- **WHAT THE TASK REQUIRES**:
From the naming ceremony ideas below, answer:
(a) Who shares the top ten ideas?
(b) Who signs the naming certificate?
(c) Which birthday is given as an example of when the time capsule could be opened?

Ten ideas for your child’s naming ceremony

Ten ideas for your child’s naming ceremony

Blowing bubbles – an eco-friendly alternative to a balloon release.

Planning a naming ceremony is great fun, but it can be difficult to come up with ideas to make the day special. We’re sharing 10 ideas for a naming ceremony, to help make your life easier!

Whilst it’s possible to host your own naming ceremony, when you work with a Humanist Ceremonies celebrant, you’re working with someone with training, skills, and experience in creating inclusive, family-friendly ceremonies. Having a professional celebrant leading the ceremony means you can spend time with your guests and relax and enjoy the day.

Our celebrants are full of ideas for how to make your ceremony meaningful, memorable, and fun!  Award-winning humanist celebrant Jane Blackman shares her top ten ideas for personalising your child’s humanist naming ceremony.

1. Signing a naming certificate

Signing a naming certificate provides a short pause in the ceremony and a lovely photo opportunity during which the parents and supporting adults sign a certificate witnessed by all in attendance, marking the occasion and the adults’ commitments to the child. The certificate can be kept by the family as a memento of the event.

Signing the naming certificate. Photo by ETT Photography.

2. Creating a time capsule or memory box

Some families include the creation of a ‘time capsule’ or ‘memory box’. You can ask your guests to bring something to add to it such as a newspaper article from the day your child was born, family photos, recorded messages, gifts to be opened when they reach a significant date in the future.

The container can be sealed during the ceremony with a view to being opened again on a significant birthday such as their 18th birthday.

- **COLLECTED MATERIAL**:
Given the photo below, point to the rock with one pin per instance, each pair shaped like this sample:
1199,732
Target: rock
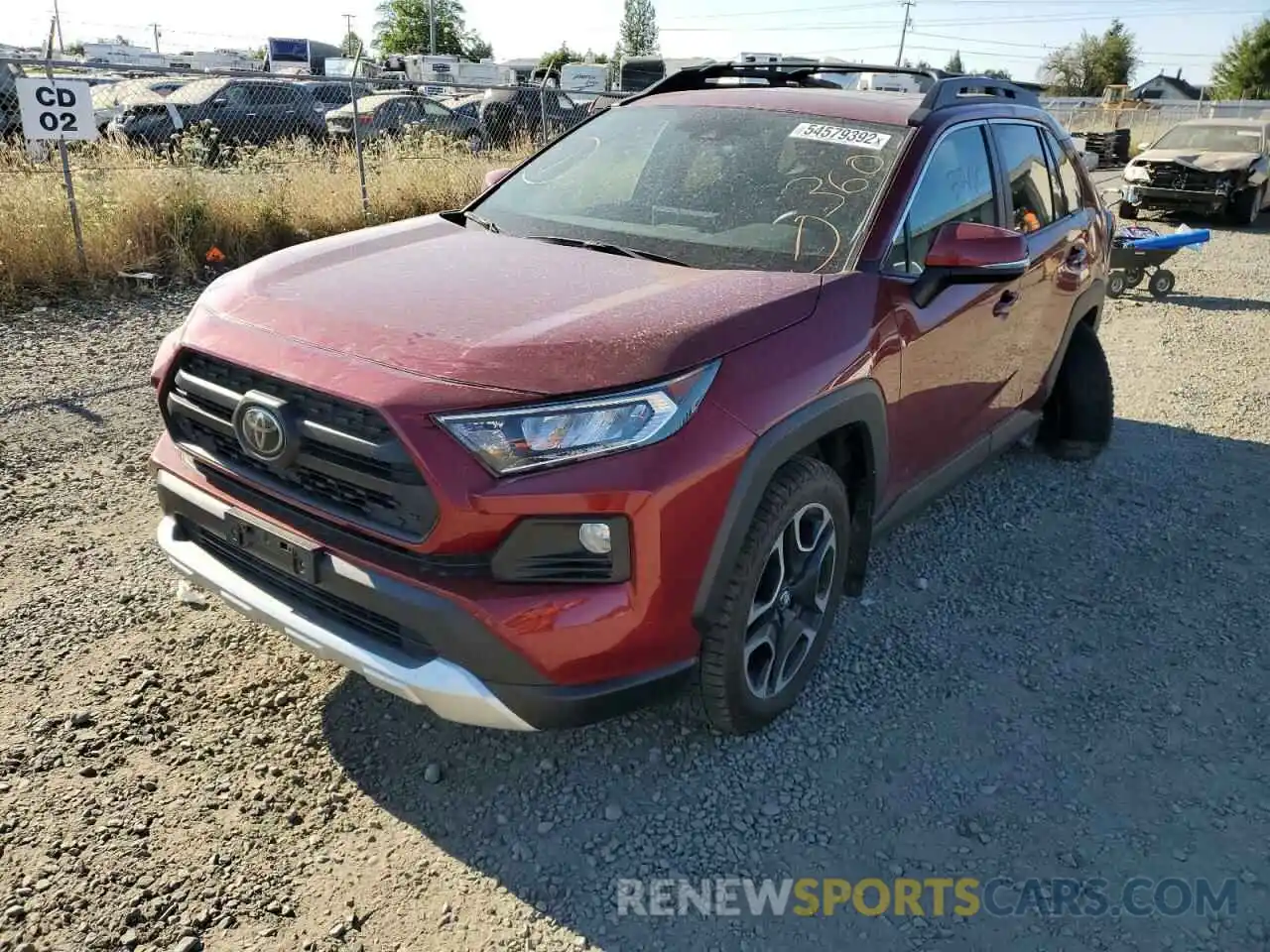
189,595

- **WRITTEN ANSWER**:
(a) Award-winning humanist celebrant Jane Blackman.
(b) The parents and supporting adults.
(c) The 18th birthday.